▶ **Given task**: Please write out every line of the records below, keeping each one unchanged.

Data drawn from a collection
· · · · · · ·
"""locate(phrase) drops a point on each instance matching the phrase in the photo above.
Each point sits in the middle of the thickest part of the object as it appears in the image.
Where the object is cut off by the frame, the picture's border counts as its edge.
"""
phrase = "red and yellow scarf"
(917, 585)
· · · · · · ·
▶ **Solution to the problem**:
"""locate(phrase) drops a point on each instance matching the phrase in the photo above.
Each point sits in the middle of the thickest part of the object as it appears in the image.
Where the object is cut off by the frame, the picture's border counts as its edge.
"""
phrase = "red and yellow scarf"
(917, 585)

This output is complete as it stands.